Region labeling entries
##########
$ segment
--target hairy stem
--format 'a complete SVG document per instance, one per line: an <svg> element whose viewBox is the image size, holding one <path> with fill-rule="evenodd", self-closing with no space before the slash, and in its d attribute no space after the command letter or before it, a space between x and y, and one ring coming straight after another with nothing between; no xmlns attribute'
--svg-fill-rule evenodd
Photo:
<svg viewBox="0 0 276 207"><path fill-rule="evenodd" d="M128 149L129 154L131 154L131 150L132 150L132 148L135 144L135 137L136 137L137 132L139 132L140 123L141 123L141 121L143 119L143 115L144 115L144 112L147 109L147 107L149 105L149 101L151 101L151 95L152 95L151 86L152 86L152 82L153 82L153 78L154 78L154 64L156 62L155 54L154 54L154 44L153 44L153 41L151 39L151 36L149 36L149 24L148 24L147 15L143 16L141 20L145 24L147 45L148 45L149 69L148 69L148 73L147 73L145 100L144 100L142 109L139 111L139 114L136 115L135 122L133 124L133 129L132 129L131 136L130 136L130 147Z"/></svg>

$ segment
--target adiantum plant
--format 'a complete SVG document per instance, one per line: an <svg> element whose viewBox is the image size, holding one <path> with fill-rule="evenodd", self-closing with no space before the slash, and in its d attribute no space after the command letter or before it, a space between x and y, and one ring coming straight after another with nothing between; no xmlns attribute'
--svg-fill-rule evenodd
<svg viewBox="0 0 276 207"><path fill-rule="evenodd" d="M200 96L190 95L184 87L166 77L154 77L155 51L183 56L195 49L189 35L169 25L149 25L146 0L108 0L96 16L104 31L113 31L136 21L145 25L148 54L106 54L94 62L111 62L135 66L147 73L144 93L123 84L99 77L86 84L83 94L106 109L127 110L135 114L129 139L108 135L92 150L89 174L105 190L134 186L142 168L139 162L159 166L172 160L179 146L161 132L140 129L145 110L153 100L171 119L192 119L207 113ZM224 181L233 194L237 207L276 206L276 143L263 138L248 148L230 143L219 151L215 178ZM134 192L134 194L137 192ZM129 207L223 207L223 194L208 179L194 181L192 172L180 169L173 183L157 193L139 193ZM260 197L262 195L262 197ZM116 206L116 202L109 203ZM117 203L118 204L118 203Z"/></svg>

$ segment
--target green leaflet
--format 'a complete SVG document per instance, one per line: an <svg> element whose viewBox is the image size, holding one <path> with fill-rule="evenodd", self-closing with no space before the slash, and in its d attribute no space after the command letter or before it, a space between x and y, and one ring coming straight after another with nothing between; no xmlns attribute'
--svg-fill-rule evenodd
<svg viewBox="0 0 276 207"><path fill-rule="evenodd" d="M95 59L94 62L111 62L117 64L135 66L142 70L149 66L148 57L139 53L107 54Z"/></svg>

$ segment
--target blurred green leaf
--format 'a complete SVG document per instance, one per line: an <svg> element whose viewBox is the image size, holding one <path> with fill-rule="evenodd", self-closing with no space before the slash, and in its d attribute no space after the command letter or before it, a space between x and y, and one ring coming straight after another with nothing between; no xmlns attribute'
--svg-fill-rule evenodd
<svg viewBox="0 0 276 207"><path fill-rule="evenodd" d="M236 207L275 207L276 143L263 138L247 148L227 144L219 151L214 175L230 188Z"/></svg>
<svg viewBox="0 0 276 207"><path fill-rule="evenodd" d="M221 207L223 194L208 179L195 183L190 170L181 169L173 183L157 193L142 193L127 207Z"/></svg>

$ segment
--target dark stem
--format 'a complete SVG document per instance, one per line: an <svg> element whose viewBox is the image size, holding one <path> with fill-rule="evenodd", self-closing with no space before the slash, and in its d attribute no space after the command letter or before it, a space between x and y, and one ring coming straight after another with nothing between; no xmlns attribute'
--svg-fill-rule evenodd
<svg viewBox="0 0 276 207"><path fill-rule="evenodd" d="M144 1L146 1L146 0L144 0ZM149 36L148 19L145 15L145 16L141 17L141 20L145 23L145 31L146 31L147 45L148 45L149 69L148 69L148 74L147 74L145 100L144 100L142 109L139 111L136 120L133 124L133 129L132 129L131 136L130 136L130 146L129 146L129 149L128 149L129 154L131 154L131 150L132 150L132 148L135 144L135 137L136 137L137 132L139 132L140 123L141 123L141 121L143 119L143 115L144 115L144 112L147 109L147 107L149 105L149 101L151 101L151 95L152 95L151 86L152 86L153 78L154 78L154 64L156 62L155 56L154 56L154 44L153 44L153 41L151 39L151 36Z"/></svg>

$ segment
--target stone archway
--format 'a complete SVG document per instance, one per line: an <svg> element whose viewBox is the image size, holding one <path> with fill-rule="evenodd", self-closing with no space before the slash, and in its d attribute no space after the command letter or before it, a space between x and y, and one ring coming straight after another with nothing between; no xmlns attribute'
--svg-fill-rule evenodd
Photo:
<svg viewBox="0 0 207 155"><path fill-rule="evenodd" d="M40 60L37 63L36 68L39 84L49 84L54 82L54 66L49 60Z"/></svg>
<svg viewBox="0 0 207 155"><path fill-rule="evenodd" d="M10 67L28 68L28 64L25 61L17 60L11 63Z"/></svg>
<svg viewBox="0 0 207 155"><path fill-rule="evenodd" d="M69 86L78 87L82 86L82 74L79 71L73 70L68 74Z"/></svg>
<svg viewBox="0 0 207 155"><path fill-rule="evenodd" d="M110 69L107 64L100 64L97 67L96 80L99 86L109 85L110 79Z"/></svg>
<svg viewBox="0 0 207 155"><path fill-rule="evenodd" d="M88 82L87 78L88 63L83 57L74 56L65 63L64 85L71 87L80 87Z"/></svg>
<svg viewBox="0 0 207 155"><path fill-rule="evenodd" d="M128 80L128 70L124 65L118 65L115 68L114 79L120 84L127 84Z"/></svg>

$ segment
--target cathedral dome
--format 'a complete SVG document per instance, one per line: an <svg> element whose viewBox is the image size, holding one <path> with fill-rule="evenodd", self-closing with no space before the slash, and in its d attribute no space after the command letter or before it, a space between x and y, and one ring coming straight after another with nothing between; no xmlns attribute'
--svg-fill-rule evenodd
##########
Using the data above, print every record exactly as shown.

## Written answer
$ segment
--target hairy stem
--format 'a complete SVG document per instance, one per line: an <svg> element whose viewBox is the image size, holding one <path> with fill-rule="evenodd", self-closing with no space before the slash, and in its d attribute no space after the command letter or before it, a space between x and y, and one ring coming straight after another with nothing between; no xmlns attribute'
--svg-fill-rule evenodd
Photo:
<svg viewBox="0 0 276 207"><path fill-rule="evenodd" d="M128 149L129 154L131 154L131 150L132 150L132 148L135 144L135 137L136 137L137 132L139 132L140 123L141 123L141 121L143 119L143 115L144 115L144 112L147 109L147 107L149 105L149 101L151 101L151 95L152 95L151 86L152 86L152 82L153 82L153 78L154 78L154 64L156 62L155 54L154 54L154 44L153 44L153 41L151 39L151 36L149 36L149 24L148 24L147 15L143 16L141 20L145 24L147 45L148 45L149 69L148 69L148 73L147 73L145 100L144 100L142 109L139 111L139 114L136 115L135 122L133 124L133 129L132 129L131 136L130 136L130 147Z"/></svg>

$ segment
--target adiantum plant
--format 'a complete SVG document per instance, one per line: an <svg> element whose viewBox is the image size, holding one <path> with fill-rule="evenodd", self-closing with no space before the slash, and in its d attribute no space after the command letter or before it, a space between x and y, and one ring coming straight after another with nothing between; no xmlns attribute'
--svg-fill-rule evenodd
<svg viewBox="0 0 276 207"><path fill-rule="evenodd" d="M200 96L190 95L184 87L166 77L154 77L155 51L183 56L195 49L189 35L169 25L149 25L146 0L108 0L96 16L104 31L113 31L136 21L145 25L148 54L106 54L94 62L111 62L135 66L147 73L144 93L123 84L99 77L86 84L83 94L106 109L127 110L135 114L129 139L108 135L92 150L89 174L105 190L134 186L142 168L139 162L159 166L172 160L179 146L161 132L140 129L145 110L153 100L171 119L192 119L207 113ZM224 181L233 194L237 207L276 206L276 143L263 138L248 148L230 143L219 151L215 178ZM134 192L134 194L137 192ZM129 207L223 207L223 194L208 179L194 181L192 172L180 169L173 183L157 193L139 193ZM260 197L262 195L262 197ZM116 206L116 202L109 203ZM117 203L118 204L118 203Z"/></svg>

$ segment
--target green leaflet
--format 'a complete SVG document per instance, one per line: an <svg> element whose viewBox is the image size, holding one <path> with fill-rule="evenodd", self-closing with no space before the slash, and in its d attribute no space after the command letter or before it, a space between x and y, and one ring coming straight after another with nothing between; no xmlns attribute'
--svg-fill-rule evenodd
<svg viewBox="0 0 276 207"><path fill-rule="evenodd" d="M95 59L94 62L111 62L117 64L135 66L142 70L149 66L148 57L139 53L107 54Z"/></svg>

$ segment
--target blurred green leaf
--format 'a complete SVG document per instance, one per line: an <svg> element whose viewBox is the image size, holding one <path> with fill-rule="evenodd", self-closing with no space before the slash, and in its d attribute no space after the command letter or before it, a space between x and y, and one ring coming straight after another with nothing between; no xmlns attribute'
--svg-fill-rule evenodd
<svg viewBox="0 0 276 207"><path fill-rule="evenodd" d="M236 207L275 207L276 143L263 138L247 148L227 144L219 151L214 175L230 188Z"/></svg>
<svg viewBox="0 0 276 207"><path fill-rule="evenodd" d="M221 207L223 194L208 179L195 183L190 170L181 169L173 183L157 193L142 193L127 207Z"/></svg>

$ segment
--target dark stem
--format 'a complete SVG document per instance, one per line: an <svg> element whose viewBox is the image size, holding one <path> with fill-rule="evenodd", self-closing with no space before the slash, and in its d attribute no space after the command letter or before it, a space between x and y, and one ring coming straight after another with nothing between; no xmlns attribute'
--svg-fill-rule evenodd
<svg viewBox="0 0 276 207"><path fill-rule="evenodd" d="M144 1L146 1L146 0L144 0ZM149 36L148 19L145 15L145 16L141 17L141 20L145 23L145 31L146 31L147 45L148 45L149 69L148 69L148 74L147 74L145 100L144 100L142 109L139 111L136 120L133 124L133 129L132 129L131 136L130 136L130 146L129 146L129 149L128 149L129 154L131 154L131 150L132 150L132 148L135 144L135 137L136 137L137 132L139 132L140 123L141 123L141 121L143 119L143 115L144 115L144 112L147 109L147 107L149 105L149 101L151 101L151 95L152 95L151 86L152 86L153 78L154 78L154 64L156 62L155 56L154 56L154 44L153 44L153 41L151 39L151 36Z"/></svg>

$ segment
--target stone archway
--format 'a complete SVG document per instance, one per line: an <svg> element whose viewBox is the image size, holding one <path> with fill-rule="evenodd", self-closing with no space before the slash, and in its d attribute no space after the command letter or before it, a space between x and y, and one ring coming straight after another with nothing between; no xmlns attribute'
--svg-fill-rule evenodd
Photo:
<svg viewBox="0 0 207 155"><path fill-rule="evenodd" d="M40 60L37 63L36 68L39 84L49 84L54 82L54 66L49 60Z"/></svg>
<svg viewBox="0 0 207 155"><path fill-rule="evenodd" d="M10 67L28 68L28 64L25 61L17 60L11 63Z"/></svg>
<svg viewBox="0 0 207 155"><path fill-rule="evenodd" d="M69 86L78 87L82 86L82 74L79 71L73 70L68 74Z"/></svg>
<svg viewBox="0 0 207 155"><path fill-rule="evenodd" d="M110 69L107 64L100 64L97 67L96 80L99 86L109 85L110 79Z"/></svg>
<svg viewBox="0 0 207 155"><path fill-rule="evenodd" d="M88 82L87 78L88 63L83 57L74 56L65 63L64 85L71 87L80 87Z"/></svg>
<svg viewBox="0 0 207 155"><path fill-rule="evenodd" d="M128 80L128 70L124 65L118 65L115 68L114 79L120 84L127 84Z"/></svg>

$ segment
--target cathedral dome
--format 'a complete SVG document per instance, one per line: an <svg> element whose viewBox is the image size, holding one <path> with fill-rule="evenodd", self-closing with no space before the slash, and in its d attribute no space after the command letter or before it, a space between x and y, and one ring coming straight after another with nothing between; no xmlns attribute'
--svg-fill-rule evenodd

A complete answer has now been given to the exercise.